• [The task]: Each line of the data below goes into the copy exactly; pictures do not.

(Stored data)

^^^^

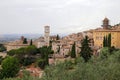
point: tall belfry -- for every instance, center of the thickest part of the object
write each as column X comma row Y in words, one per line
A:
column 47, row 35
column 105, row 23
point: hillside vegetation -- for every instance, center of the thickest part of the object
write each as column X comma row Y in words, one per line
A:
column 104, row 67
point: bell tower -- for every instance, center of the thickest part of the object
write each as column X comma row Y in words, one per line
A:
column 105, row 23
column 47, row 35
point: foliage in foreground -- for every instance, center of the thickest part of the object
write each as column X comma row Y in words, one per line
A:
column 97, row 68
column 10, row 67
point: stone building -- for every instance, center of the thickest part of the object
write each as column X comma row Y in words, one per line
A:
column 98, row 34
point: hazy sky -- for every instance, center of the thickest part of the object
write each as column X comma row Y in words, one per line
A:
column 64, row 16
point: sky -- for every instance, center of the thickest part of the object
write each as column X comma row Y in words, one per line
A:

^^^^

• [Solution for this task]:
point: tall belfry -- for every instance, center of the thickest part of the object
write each as column X comma row Y in words, one per line
A:
column 47, row 35
column 105, row 23
point: hillside vegetation -- for every instance, center of the thickest part of the object
write each as column X comma row Y in words, one per line
A:
column 104, row 67
point: bell tower -- for every instance, center of the thickest part of the object
write each as column X comma row Y in words, one per line
A:
column 105, row 23
column 47, row 35
point: foliage in foreground -- for every instance, center of the thickest part of the object
write each as column X comma row Y in words, one per line
A:
column 97, row 68
column 10, row 67
point: stone building -- for every instance, center of the thickest part of the object
write each as column X comma row Y in words, one per line
A:
column 98, row 34
point: hazy sky -- for every instance, center of the thickest part of the object
write each as column X comma row Y in words, one per line
A:
column 64, row 16
point: sky -- for every instance, center of the thickest part of the object
write each as column X comma row Y in words, one per line
A:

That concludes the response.